• Aim of the exercise:
Convert the listing below into a Markdown table with the columns Row and Line, covering only the span from the line containing "the electrical panel." through the end of the listing, inclusive. Give each line its own row and leave out blank lines.

• The input:
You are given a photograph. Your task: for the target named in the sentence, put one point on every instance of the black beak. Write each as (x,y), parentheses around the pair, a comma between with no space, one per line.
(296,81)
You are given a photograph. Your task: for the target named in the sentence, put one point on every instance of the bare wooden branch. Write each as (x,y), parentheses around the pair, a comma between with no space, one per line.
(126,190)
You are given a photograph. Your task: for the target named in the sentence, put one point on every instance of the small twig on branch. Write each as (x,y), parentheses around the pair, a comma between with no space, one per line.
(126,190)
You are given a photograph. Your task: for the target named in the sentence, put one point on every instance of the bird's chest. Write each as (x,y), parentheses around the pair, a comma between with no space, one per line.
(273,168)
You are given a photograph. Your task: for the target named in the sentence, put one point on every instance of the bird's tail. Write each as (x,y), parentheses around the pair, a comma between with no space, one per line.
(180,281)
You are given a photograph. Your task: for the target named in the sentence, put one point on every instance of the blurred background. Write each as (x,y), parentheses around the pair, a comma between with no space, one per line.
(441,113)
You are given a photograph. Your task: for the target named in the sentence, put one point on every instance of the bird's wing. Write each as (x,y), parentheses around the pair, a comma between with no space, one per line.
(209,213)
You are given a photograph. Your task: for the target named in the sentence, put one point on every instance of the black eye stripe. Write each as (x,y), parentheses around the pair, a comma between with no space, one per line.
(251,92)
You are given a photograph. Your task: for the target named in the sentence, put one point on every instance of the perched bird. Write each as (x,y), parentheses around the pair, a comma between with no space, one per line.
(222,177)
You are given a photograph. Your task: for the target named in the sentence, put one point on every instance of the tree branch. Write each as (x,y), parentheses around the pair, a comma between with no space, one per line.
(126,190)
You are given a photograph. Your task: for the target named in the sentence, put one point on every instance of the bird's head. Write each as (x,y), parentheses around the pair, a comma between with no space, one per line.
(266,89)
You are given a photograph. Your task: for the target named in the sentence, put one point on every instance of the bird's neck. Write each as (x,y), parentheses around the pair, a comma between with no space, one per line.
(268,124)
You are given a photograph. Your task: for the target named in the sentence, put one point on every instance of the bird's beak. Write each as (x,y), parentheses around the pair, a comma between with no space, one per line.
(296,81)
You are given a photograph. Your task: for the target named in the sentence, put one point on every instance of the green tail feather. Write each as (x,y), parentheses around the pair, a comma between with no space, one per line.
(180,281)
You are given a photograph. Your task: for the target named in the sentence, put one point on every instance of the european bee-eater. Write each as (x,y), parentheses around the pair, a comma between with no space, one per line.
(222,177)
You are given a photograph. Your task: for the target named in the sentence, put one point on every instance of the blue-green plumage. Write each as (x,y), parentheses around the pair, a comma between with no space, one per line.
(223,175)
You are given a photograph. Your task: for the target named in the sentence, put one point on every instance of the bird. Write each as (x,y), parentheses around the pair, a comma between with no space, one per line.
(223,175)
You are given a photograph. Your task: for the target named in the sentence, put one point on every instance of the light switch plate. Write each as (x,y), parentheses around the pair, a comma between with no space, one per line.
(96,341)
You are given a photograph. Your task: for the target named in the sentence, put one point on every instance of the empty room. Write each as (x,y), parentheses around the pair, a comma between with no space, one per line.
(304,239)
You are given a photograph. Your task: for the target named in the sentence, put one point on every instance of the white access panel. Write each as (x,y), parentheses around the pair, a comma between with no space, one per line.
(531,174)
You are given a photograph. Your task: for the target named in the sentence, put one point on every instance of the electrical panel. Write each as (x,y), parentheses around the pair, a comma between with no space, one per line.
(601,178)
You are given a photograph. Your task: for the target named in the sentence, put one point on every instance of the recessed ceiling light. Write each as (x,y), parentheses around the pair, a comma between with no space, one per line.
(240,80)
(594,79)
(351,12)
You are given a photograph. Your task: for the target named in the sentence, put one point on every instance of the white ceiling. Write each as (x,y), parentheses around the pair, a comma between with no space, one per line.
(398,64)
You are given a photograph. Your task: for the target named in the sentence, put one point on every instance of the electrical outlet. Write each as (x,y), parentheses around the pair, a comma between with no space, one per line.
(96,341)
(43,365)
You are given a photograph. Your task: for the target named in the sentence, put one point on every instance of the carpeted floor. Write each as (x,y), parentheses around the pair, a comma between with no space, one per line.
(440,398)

• Exercise solution:
| Row | Line |
|---|---|
| 1 | You are given a photograph. Your task: for the target named in the sentence, put one point on every instance of the electrical panel. Write each as (x,y), parentheses around the pair, a comma between with no space, one per line. |
| 2 | (601,178) |
| 3 | You are given a photograph. Your task: for the target named in the sentence, put one point on every instance of the recessed ceiling light. Write each as (x,y), parentheses around the pair, a comma between with no space, one per line. |
| 4 | (240,80) |
| 5 | (594,79) |
| 6 | (351,12) |
| 7 | You are given a photograph. Your task: for the target named in the sentence, put one point on every instance of the white ceiling. Write each as (x,y), parentheses around the pair, a comma between with no space, one per line. |
| 8 | (398,64) |
| 9 | You are given a photograph. Your task: for the target named in the sentence, put one point on every instance of the electrical outlet. Write each as (x,y), parentheses around the pair, a comma between with no space, one per line. |
| 10 | (96,341) |
| 11 | (43,365) |
| 12 | You are given a photograph. Your task: for the target named in the sentence, put one point on every instance of the carpeted floor. Write each as (x,y), parentheses around the pair, a comma between with no space, one per line. |
| 13 | (440,398) |